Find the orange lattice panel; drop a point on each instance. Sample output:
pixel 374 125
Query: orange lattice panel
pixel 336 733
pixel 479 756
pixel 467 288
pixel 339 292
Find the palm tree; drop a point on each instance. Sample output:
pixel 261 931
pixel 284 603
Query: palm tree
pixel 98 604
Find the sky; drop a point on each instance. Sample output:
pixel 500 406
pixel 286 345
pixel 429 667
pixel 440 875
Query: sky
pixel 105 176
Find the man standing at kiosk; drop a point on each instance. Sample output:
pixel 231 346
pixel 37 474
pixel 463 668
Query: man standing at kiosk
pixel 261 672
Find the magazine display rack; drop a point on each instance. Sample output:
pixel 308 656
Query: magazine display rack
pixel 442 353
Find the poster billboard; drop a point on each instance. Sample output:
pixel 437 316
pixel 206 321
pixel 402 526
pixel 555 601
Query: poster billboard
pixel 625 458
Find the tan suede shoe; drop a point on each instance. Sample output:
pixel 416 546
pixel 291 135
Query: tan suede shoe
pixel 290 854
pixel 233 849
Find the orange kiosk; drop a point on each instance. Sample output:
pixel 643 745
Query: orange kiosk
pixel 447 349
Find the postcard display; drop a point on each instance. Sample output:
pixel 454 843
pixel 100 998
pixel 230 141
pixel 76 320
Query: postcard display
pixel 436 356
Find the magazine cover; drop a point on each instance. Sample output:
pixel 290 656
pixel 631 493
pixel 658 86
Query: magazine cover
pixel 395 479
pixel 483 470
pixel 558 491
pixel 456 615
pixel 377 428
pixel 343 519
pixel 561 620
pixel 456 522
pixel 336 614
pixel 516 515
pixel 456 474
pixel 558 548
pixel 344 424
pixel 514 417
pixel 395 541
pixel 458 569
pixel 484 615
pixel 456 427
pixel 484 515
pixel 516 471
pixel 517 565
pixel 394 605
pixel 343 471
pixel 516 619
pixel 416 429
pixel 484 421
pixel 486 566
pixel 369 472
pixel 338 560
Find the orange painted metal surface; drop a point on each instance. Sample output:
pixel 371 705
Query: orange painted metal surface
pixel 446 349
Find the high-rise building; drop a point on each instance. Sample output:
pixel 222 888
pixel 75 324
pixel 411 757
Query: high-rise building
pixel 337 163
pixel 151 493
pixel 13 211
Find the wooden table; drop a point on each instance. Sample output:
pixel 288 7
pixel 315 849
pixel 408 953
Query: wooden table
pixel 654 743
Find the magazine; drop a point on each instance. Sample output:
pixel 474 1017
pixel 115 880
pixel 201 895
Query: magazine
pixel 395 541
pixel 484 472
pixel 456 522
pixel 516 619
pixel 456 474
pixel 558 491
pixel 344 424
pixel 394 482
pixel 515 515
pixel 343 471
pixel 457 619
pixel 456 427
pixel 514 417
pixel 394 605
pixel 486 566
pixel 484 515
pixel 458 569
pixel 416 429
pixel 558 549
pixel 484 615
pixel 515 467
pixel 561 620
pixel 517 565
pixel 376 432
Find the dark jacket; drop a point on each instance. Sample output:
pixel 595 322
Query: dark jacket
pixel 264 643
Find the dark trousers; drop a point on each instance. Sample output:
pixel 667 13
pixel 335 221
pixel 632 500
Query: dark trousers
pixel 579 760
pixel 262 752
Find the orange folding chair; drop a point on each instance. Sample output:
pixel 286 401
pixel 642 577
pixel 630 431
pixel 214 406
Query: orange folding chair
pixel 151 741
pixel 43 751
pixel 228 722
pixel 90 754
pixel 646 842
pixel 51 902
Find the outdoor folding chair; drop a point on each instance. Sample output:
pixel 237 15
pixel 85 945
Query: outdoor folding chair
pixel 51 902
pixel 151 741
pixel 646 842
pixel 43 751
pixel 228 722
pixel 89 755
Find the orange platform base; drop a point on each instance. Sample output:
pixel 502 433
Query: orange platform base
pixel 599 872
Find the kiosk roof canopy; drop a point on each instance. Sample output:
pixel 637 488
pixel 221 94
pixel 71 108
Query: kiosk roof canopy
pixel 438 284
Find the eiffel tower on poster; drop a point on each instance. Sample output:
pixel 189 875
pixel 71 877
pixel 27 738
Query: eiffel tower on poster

....

- **Written problem**: Can you reproduce the listing above verbatim, beginning at the line that contains "Find the orange kiosk;" and stopping after the line that contains "pixel 446 349"?

- **Worked solution**:
Find the orange kiosk; drop a point on each instance. Sample output:
pixel 643 745
Query: orange kiosk
pixel 447 349
Find the postcard display; drop a point on each instance. Sample output:
pixel 454 843
pixel 100 998
pixel 230 141
pixel 76 320
Query: postcard display
pixel 436 356
Find the magazine cover; drop a point on each instance. Sample output:
pixel 290 656
pixel 631 493
pixel 658 86
Query: magazine cover
pixel 395 479
pixel 483 470
pixel 558 491
pixel 456 615
pixel 377 428
pixel 343 519
pixel 561 620
pixel 456 522
pixel 336 614
pixel 516 515
pixel 456 474
pixel 558 548
pixel 344 424
pixel 514 417
pixel 395 541
pixel 458 569
pixel 484 615
pixel 456 427
pixel 484 515
pixel 516 471
pixel 517 565
pixel 394 605
pixel 343 471
pixel 516 619
pixel 416 429
pixel 484 421
pixel 486 566
pixel 369 472
pixel 338 560
Find the orange painted metal surface; drop a point on each instance. Sample output:
pixel 371 705
Query: orange painted metal surface
pixel 446 349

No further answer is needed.